Starting at the line with "[pin] bare foot -- one per line" and stopping at the final line, retype the data below exactly; do not carry over any pictures.

(Coordinate annotation records)
···
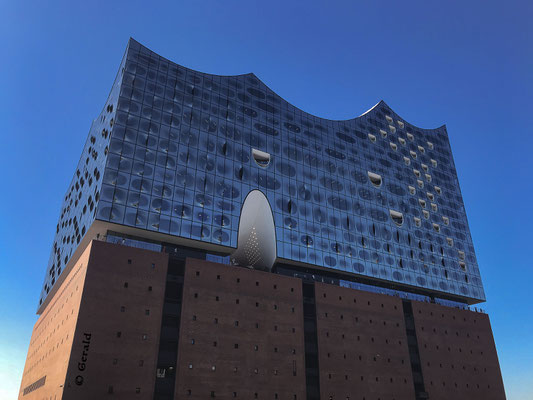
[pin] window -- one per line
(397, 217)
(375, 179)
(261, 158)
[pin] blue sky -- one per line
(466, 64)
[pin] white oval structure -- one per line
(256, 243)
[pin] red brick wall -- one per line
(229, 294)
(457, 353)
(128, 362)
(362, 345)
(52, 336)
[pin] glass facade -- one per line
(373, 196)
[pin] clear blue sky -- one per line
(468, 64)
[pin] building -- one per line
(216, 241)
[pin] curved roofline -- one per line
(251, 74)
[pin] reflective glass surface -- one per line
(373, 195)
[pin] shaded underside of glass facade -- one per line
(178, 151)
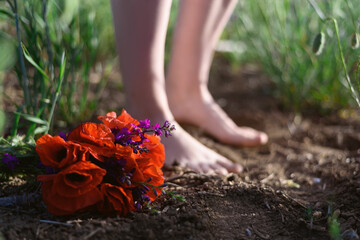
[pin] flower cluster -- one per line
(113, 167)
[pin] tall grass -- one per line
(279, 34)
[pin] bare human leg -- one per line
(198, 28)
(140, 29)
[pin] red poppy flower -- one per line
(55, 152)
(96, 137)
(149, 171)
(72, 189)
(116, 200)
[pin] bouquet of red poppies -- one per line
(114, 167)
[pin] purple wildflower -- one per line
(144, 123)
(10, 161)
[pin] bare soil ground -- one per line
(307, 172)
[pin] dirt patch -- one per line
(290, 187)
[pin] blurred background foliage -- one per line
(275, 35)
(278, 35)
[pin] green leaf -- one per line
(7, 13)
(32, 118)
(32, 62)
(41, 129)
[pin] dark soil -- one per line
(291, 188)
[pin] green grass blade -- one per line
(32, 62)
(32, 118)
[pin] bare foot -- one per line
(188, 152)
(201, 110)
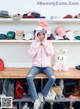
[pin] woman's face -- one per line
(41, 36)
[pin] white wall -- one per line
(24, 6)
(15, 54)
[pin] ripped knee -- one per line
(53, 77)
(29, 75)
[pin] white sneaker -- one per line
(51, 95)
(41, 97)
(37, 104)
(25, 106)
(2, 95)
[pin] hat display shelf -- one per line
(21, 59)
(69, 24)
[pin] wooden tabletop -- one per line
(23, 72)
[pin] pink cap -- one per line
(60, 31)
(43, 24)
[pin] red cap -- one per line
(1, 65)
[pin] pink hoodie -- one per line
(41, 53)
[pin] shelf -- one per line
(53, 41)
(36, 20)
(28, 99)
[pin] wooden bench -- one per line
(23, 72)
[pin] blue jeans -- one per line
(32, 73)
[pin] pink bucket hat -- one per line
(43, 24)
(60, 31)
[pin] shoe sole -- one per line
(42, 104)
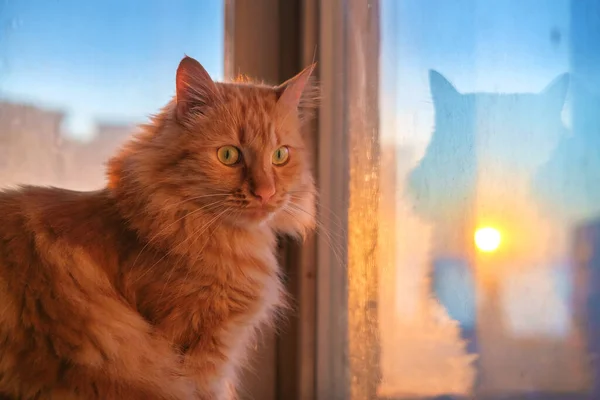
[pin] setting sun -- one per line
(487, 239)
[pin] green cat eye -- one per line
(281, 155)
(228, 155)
···
*Exercise response:*
[pin] bare foot -- one per line
(188, 152)
(201, 110)
[pin] woman's face -- one per line
(41, 36)
[pin] white wall -- one per line
(24, 6)
(15, 54)
[pin] ripped knee -- one per line
(53, 77)
(29, 75)
[pin] white sneaker -- one per line
(51, 95)
(41, 97)
(37, 104)
(25, 106)
(2, 95)
[pin] hat display shelf -- one per line
(21, 59)
(69, 24)
[pin] wooden tabletop -- one per line
(23, 72)
[pin] pink cap -- one per line
(60, 31)
(43, 24)
[pin] red cap -- one per line
(1, 65)
[pin] pink hoodie -- one per line
(41, 53)
[pin] shelf -- one per line
(53, 41)
(36, 20)
(28, 99)
[pin] wooden bench -- one per line
(23, 72)
[pin] blue jeans -- one per line
(32, 73)
[pin] pink bucket hat -- one per line
(43, 24)
(60, 31)
[pin] shoe sole -- one per line
(42, 104)
[pin] setting sun -- one per line
(487, 239)
[pin] green cat eye -- one per line
(281, 155)
(228, 155)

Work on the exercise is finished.